PROBLEM TO WORK ON =>
Copy the material below verbatim. Start at the line containing "Place one keypoint on each instance of the bare" and stop after the line containing "Place one keypoint on each instance of the white bikini".
start
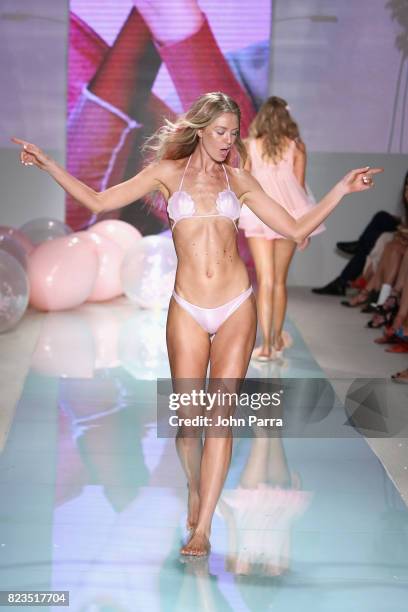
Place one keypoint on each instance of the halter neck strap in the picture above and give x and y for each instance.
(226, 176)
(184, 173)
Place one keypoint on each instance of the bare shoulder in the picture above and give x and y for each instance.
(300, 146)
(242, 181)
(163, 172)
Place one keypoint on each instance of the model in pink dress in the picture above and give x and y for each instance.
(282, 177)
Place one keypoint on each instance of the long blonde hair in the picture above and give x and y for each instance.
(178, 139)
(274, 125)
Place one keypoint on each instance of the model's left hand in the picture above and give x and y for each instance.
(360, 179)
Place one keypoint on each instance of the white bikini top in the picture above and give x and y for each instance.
end
start
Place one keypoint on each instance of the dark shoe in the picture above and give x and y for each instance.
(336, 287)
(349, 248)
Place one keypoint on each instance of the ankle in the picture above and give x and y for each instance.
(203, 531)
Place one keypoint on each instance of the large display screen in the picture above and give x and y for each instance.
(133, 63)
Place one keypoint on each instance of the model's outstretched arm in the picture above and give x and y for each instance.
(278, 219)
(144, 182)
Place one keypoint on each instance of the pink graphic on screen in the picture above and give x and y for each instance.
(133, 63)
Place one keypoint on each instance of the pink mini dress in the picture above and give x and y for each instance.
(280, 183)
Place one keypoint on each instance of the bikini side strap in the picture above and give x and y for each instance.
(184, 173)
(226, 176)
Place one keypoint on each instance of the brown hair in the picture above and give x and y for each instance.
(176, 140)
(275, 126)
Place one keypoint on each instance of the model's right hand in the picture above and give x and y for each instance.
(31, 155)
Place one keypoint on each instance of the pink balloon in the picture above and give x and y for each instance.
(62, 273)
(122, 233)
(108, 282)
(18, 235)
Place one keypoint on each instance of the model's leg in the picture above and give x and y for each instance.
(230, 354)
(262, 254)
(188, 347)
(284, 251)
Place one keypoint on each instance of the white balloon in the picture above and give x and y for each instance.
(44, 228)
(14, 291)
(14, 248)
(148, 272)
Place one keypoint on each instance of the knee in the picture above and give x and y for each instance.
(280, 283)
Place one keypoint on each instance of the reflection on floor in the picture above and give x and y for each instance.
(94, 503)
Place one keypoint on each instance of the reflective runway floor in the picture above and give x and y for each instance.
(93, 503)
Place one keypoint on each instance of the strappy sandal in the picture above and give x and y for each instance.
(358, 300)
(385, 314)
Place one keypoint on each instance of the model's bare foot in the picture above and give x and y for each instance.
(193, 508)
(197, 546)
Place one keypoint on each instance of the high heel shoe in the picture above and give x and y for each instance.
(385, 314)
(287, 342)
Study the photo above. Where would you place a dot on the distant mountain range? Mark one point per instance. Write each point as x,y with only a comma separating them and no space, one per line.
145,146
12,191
end
start
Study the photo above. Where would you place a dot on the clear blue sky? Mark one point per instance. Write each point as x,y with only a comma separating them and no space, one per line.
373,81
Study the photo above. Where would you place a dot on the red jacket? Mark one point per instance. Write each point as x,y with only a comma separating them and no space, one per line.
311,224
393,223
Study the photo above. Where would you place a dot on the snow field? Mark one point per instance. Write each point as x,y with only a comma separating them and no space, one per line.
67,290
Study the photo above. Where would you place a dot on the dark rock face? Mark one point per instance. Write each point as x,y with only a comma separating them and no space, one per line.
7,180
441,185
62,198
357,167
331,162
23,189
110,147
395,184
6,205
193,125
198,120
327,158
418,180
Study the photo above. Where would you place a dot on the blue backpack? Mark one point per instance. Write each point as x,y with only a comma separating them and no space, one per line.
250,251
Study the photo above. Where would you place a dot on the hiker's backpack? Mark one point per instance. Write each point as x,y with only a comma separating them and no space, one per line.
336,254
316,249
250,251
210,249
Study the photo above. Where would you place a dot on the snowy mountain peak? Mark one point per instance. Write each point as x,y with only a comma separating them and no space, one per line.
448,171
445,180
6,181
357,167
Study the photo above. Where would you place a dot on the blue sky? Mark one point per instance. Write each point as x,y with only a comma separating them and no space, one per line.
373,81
end
COMPLETED TASK =>
Place one keypoint on each instance of the bare shoulder in the picture above and give x and y for each instance.
(300, 146)
(242, 181)
(163, 172)
Place one keypoint on each instance of the model in pink dress in the picture above and give x and y for each instance.
(282, 177)
Place one keypoint on each instance of the long blonde hair in the picture above and give x and y for each instance.
(178, 139)
(274, 125)
Place one keypoint on each instance of the model's left hand in the picture above and give x and y for each instance.
(360, 179)
Place one keypoint on each instance of the white bikini top in the picture above and give x and y for each instance.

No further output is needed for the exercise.